◆ Data excerpts:
*-*-*
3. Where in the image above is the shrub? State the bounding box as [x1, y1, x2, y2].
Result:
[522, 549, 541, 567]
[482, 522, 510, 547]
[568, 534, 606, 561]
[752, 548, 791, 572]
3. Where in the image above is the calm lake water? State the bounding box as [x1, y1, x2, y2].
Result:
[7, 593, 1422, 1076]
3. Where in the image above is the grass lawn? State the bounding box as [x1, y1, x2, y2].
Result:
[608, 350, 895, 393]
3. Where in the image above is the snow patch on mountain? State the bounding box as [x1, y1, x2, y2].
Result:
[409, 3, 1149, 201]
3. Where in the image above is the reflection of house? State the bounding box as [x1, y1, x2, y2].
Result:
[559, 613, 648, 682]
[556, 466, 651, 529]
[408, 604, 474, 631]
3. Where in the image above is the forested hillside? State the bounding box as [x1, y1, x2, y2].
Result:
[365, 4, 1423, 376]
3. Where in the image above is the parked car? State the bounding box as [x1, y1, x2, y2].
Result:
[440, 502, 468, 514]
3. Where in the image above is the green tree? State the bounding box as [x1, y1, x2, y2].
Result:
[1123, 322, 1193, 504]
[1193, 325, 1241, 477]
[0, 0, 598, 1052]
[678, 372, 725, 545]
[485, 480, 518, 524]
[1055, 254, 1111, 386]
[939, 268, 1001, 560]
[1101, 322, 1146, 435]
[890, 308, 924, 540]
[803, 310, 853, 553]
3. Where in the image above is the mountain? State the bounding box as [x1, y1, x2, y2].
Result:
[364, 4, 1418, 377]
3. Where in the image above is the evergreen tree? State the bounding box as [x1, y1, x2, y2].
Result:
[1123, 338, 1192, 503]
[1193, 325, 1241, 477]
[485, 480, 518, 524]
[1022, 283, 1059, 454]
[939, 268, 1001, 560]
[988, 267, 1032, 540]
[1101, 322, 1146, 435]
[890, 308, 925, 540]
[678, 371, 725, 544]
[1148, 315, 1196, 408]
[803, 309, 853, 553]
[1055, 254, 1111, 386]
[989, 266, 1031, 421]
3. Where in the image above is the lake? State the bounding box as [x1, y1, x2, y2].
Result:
*-*-*
◆ What the task asks: Could you transcribe every record above exactly as it appears?

◆ Written solution:
3. Where in the image above is the shrub? State the bounding box as [x1, y1, x2, y2].
Result:
[522, 549, 541, 567]
[482, 522, 510, 547]
[568, 534, 606, 561]
[752, 548, 791, 572]
3. Where in the image above is the calm lake water? State the bounding box as [x1, y1, x2, y2].
Result:
[7, 593, 1422, 1076]
3. Where in the image above is the grass lawn? State the bounding box as [x1, y1, x2, y2].
Result:
[608, 350, 895, 393]
3. Where in the image above is the snow patch on mountain? State the bounding box as [x1, y1, x2, y2].
Result:
[409, 3, 1149, 201]
3. Where in the image above is the reflection of house? State the bounding box as [x1, y1, x2, y2].
Result:
[559, 613, 648, 682]
[556, 466, 651, 529]
[408, 604, 474, 631]
3. Where in the image above is the forested hillside? State the bounding box as [x1, y1, x2, y2].
Result:
[365, 4, 1423, 376]
3. Where in the image above is the parked car? State the bounding box as [x1, y1, x2, y2].
Result:
[440, 502, 468, 514]
3. Where in the image above is the green tree? State the bounding box as [x1, y1, x2, y2].
Result:
[1123, 322, 1193, 504]
[1193, 325, 1241, 477]
[0, 0, 598, 1052]
[678, 372, 725, 545]
[485, 480, 518, 524]
[1055, 254, 1111, 386]
[939, 268, 1001, 560]
[1101, 322, 1146, 435]
[890, 308, 924, 540]
[803, 310, 853, 553]
3. Where in the image above is the mountain? State the bounding box as [x1, y1, x2, y2].
Result:
[364, 4, 1418, 377]
3. Where in the image above is the evergreen tree? State the bounding box as [x1, y1, x2, y2].
Result:
[1123, 338, 1192, 503]
[1193, 325, 1241, 477]
[485, 480, 518, 524]
[1022, 283, 1059, 454]
[939, 268, 1001, 560]
[988, 267, 1032, 540]
[1101, 322, 1146, 435]
[890, 308, 925, 540]
[678, 371, 725, 544]
[1148, 315, 1196, 408]
[803, 309, 853, 553]
[1055, 254, 1111, 386]
[989, 266, 1031, 421]
3. Where in the image above is the lake? State the bounding box as [x1, y1, x2, y2].
Result:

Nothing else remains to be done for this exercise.